__TEXT PROVIDED__.
Mastering the Art of Invisibility


Equestrians Master The Art Of Invisibility

One-day horse shows have a certain connotation with them; they tend to run longer, be slightly disorganized and are mostly less competitive. Barns generally use one-day shows to qualify for state and regional finals or to acquire enough points to be eligible for some of the larger national finals.

As the equestrian liaison at The Ethel Walker School, I felt compelled to watch our students show in the first competition of this academic year. We have students who have been training with barns across the nation and even in Mexico before they began riding with The Ethel Walker Equestrian Team, and today gave us a baseline to gauge against as our team embarks on the 2017-2018 training season.

As I watched trip after trip of hunter and equitation courses, from adults to juniors, I began to notice a trend. The riders who appeared to be more physically fit were able to produce more consistent jumping courses than those riders who had mastered the technical dissection of an over-fences class but lacked the fitness acumen to make the necessary adjustments while on course.

Today, I’m a jumper. However, I spent my entire junior equestrian career in the equitation ring. If I had to choose the most important thing to remember as an equitation rider, it would be: mastering the art of invisibility.

While you’re on-course, it doesn’t matter how you feel or what your horse is doing, your job is to make the ride you have, appear to be the perfect ride. Many riders mistake low hands and a quiet leg to mean soft hands and a light unbalanced. In truth, the only thing that changes between the schooling ride and the show ring is that your aids become invisible.

Part of mastering the art of invisibility is simply having the wherewithal to do it. The greater part, however, is having the physical strength needed to apply enough leg without kicking or twisting and to half-halt without changing your hand or body position.

__GIVEN INFORMATION__.
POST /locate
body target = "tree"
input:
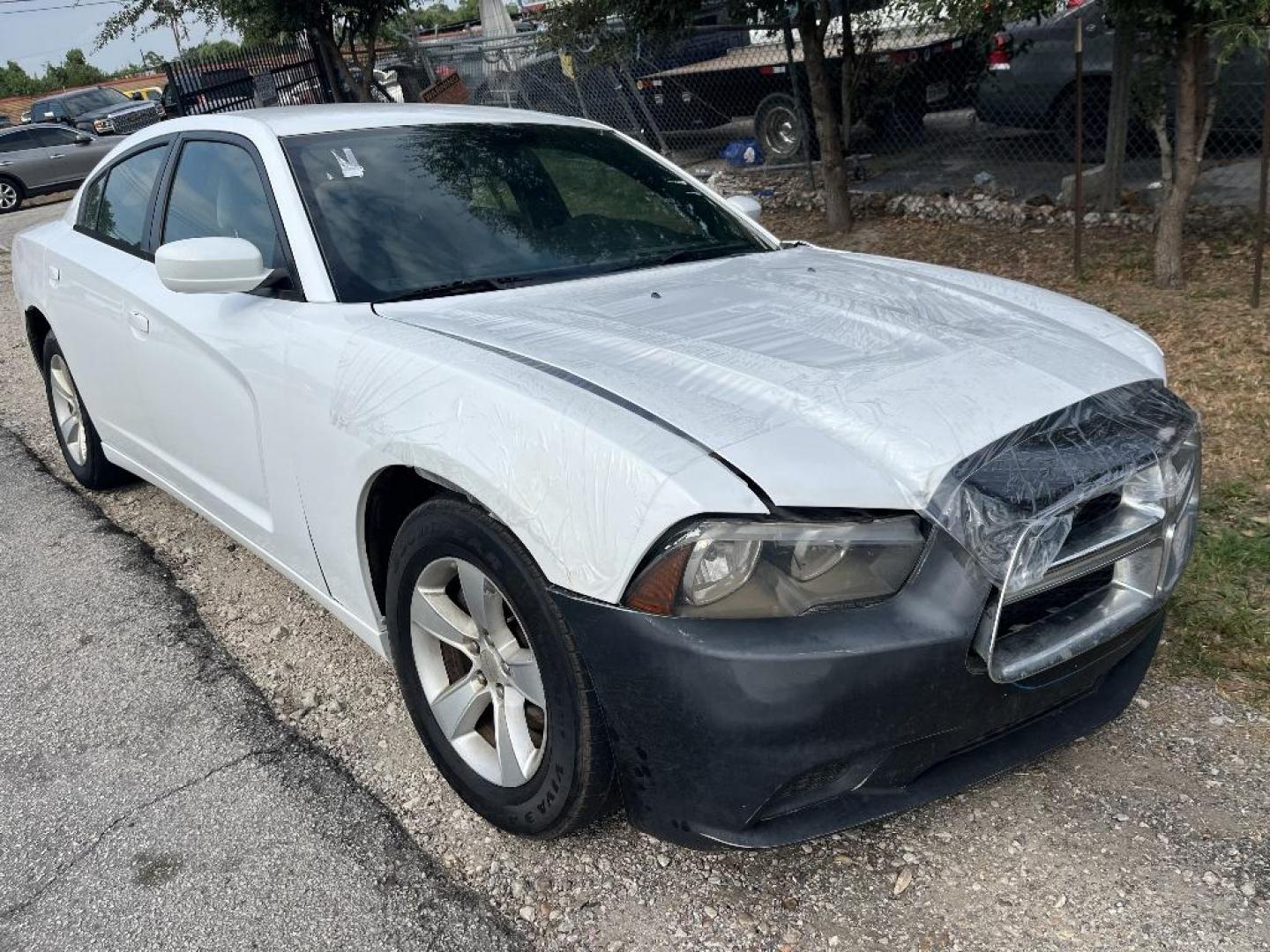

__SET OF TASKS__.
**a)** Summarize the text on equestrian invisibility in two sentences.
**b)** According to the text on equestrian invisibility, what do barns generally use one-day shows for?

__YOUR WRITTEN ANSWERS__.
**a)** While watching a one-day horse show, the author noticed that physically fit riders produced more consistent jumping courses than riders who understood the technical side but lacked the fitness to adjust on course. The author names mastering the art of invisibility as the most important thing for an equitation rider, which means making the ride appear perfect with invisible aids and depends largely on the physical strength to apply leg and half-halt without visible changes in position.

**b)** Barns generally use them to qualify for state and regional finals or to acquire enough points to be eligible for some of the larger national finals.